Start of Block
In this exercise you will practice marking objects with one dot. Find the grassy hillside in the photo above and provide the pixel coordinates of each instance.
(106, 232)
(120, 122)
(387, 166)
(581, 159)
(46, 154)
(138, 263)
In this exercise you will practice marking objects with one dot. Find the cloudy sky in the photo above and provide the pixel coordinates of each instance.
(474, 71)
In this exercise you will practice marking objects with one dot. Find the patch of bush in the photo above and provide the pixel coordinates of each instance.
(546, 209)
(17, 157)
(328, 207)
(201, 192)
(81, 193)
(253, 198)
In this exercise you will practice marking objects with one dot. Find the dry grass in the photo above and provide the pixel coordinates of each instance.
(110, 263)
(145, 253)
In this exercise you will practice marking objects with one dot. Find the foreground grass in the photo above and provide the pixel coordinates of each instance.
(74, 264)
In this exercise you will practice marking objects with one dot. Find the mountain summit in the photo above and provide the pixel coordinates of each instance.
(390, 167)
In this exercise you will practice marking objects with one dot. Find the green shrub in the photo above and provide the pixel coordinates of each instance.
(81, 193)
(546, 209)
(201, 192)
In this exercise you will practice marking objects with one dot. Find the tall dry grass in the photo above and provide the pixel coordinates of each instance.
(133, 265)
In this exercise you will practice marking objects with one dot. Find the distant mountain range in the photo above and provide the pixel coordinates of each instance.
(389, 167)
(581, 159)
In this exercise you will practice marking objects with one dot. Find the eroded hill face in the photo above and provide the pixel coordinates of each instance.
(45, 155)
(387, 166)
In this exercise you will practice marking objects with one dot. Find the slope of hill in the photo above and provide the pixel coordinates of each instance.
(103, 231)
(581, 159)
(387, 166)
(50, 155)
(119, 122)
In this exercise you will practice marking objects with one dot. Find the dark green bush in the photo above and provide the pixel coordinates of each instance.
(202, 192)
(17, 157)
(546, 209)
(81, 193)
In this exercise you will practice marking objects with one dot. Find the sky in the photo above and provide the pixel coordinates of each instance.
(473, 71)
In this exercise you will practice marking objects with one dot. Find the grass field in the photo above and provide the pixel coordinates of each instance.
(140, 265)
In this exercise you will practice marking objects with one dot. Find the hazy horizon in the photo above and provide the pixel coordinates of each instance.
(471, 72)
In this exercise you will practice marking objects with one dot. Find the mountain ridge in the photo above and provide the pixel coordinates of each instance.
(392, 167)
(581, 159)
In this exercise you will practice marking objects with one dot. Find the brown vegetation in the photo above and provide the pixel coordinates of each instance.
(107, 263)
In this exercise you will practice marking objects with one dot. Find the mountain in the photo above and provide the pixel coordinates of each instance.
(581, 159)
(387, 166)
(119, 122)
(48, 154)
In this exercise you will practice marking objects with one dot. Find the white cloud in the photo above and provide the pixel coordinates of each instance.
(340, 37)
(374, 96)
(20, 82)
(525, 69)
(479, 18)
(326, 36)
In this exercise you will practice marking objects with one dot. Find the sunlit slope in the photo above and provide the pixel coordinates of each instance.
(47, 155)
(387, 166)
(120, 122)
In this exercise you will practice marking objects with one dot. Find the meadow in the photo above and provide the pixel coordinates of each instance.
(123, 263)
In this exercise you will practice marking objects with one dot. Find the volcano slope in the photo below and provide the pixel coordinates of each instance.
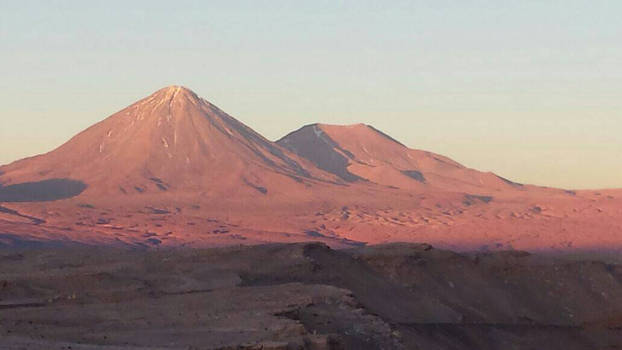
(173, 169)
(305, 296)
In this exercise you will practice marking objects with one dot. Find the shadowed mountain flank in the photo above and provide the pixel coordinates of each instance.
(312, 143)
(364, 152)
(417, 175)
(41, 191)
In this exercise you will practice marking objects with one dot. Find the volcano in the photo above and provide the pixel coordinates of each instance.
(173, 170)
(172, 141)
(362, 152)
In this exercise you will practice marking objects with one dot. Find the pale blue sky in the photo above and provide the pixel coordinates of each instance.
(531, 90)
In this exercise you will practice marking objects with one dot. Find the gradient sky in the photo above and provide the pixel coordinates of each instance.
(531, 90)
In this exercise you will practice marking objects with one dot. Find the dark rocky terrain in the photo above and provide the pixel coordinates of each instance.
(305, 296)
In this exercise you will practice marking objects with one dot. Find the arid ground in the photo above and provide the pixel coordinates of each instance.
(306, 296)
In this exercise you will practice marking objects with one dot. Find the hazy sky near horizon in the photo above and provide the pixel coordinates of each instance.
(531, 90)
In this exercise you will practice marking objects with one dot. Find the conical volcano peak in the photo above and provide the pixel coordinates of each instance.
(174, 93)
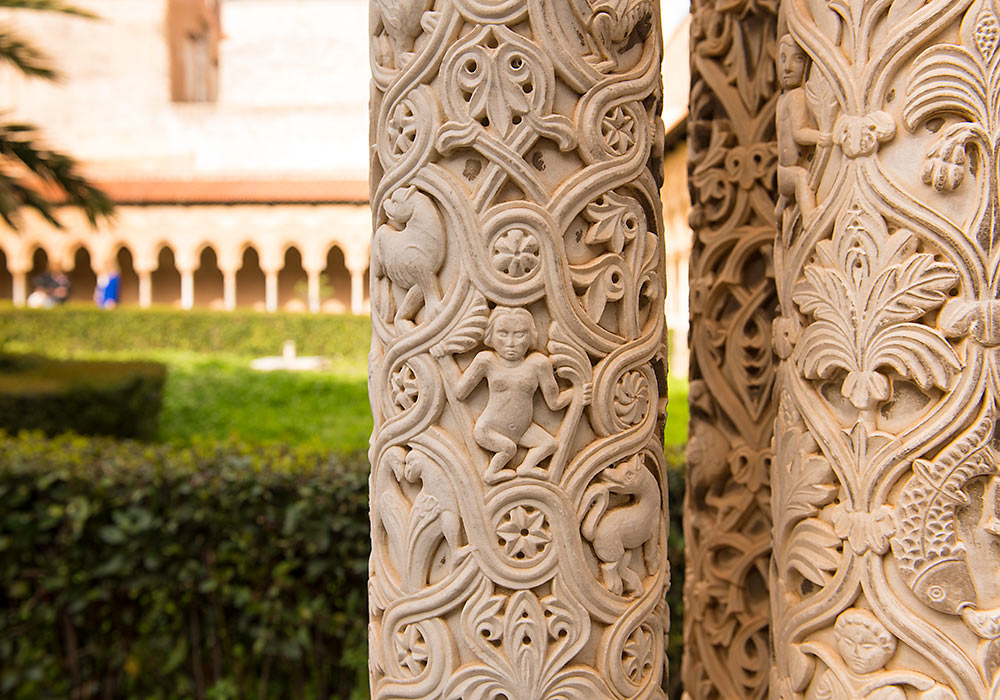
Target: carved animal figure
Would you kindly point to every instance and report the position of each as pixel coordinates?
(614, 532)
(408, 251)
(614, 21)
(401, 20)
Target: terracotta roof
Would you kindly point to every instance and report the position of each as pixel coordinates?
(235, 191)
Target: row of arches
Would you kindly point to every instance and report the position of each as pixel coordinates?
(333, 289)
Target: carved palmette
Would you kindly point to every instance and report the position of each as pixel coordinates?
(731, 150)
(517, 372)
(885, 481)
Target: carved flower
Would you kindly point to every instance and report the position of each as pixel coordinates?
(631, 397)
(864, 530)
(516, 253)
(618, 130)
(404, 386)
(524, 532)
(412, 650)
(637, 656)
(402, 127)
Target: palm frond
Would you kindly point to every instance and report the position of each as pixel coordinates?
(25, 57)
(35, 177)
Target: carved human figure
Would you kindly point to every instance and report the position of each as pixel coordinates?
(408, 251)
(513, 374)
(615, 531)
(795, 129)
(865, 647)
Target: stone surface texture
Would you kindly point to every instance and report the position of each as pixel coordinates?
(727, 531)
(884, 489)
(517, 372)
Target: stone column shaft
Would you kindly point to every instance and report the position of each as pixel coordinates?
(885, 480)
(20, 288)
(357, 292)
(313, 278)
(271, 290)
(517, 372)
(229, 289)
(187, 289)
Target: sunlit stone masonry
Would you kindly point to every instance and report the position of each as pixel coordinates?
(885, 483)
(517, 372)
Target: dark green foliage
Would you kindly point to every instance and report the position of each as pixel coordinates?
(151, 573)
(121, 399)
(70, 330)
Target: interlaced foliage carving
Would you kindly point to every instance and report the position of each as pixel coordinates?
(886, 477)
(732, 161)
(517, 371)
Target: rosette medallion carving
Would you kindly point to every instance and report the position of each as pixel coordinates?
(885, 478)
(517, 371)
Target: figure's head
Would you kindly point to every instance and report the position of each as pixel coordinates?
(792, 63)
(511, 332)
(864, 642)
(395, 457)
(399, 206)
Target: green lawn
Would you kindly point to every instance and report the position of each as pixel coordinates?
(217, 395)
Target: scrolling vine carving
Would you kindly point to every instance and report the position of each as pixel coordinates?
(517, 372)
(733, 162)
(886, 472)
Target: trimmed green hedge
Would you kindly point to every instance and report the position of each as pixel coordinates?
(121, 399)
(71, 329)
(152, 573)
(141, 572)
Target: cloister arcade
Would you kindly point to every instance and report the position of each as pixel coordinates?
(295, 258)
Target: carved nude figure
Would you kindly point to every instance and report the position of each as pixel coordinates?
(408, 251)
(795, 129)
(513, 374)
(615, 531)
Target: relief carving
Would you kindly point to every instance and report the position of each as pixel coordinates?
(517, 371)
(885, 477)
(736, 174)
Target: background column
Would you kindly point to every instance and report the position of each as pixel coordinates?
(885, 476)
(731, 150)
(517, 370)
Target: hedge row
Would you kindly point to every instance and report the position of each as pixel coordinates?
(121, 399)
(139, 572)
(151, 573)
(66, 330)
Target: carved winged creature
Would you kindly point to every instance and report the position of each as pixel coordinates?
(615, 531)
(401, 21)
(408, 251)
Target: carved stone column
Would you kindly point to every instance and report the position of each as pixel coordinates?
(732, 154)
(517, 372)
(886, 554)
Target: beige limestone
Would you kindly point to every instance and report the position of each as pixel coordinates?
(884, 488)
(517, 373)
(732, 157)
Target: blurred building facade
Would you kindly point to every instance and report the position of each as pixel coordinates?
(232, 134)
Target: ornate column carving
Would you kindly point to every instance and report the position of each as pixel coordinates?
(885, 478)
(732, 156)
(517, 372)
End of Block
> YOUR INSTRUCTIONS
The response should hold exactly the lines starting at the line with "Target: carved flower" and ending at the line with "Target: dark green foliage", and no other line of the material above.

> WRITTEN SOLUTION
Target: carved flower
Would you kindly point to every instance and report the position of each as pixel coordinates?
(631, 397)
(864, 530)
(516, 253)
(618, 130)
(404, 386)
(524, 532)
(412, 650)
(637, 656)
(402, 127)
Target: palm frond
Would you kindly point to every instance and report the position of each as pixel coordinates?
(25, 57)
(35, 177)
Target: carved human figure
Would you kindly point to every instance and report the position of each as pixel coordinates?
(408, 251)
(513, 374)
(615, 531)
(795, 129)
(865, 647)
Target: stone surface texture
Would you kindly point to every instance and report the position of each as pixel coordinates?
(727, 531)
(884, 489)
(517, 372)
Target: stone column shaft
Would you kindly point to every instance and report the position of each as pixel coordinates?
(885, 480)
(20, 288)
(357, 292)
(313, 278)
(271, 290)
(517, 372)
(229, 289)
(187, 289)
Target: sunlit stone masonry
Would you kindly point to every instance and report the position of each as pixel coordinates?
(885, 483)
(517, 372)
Target: dark green foliage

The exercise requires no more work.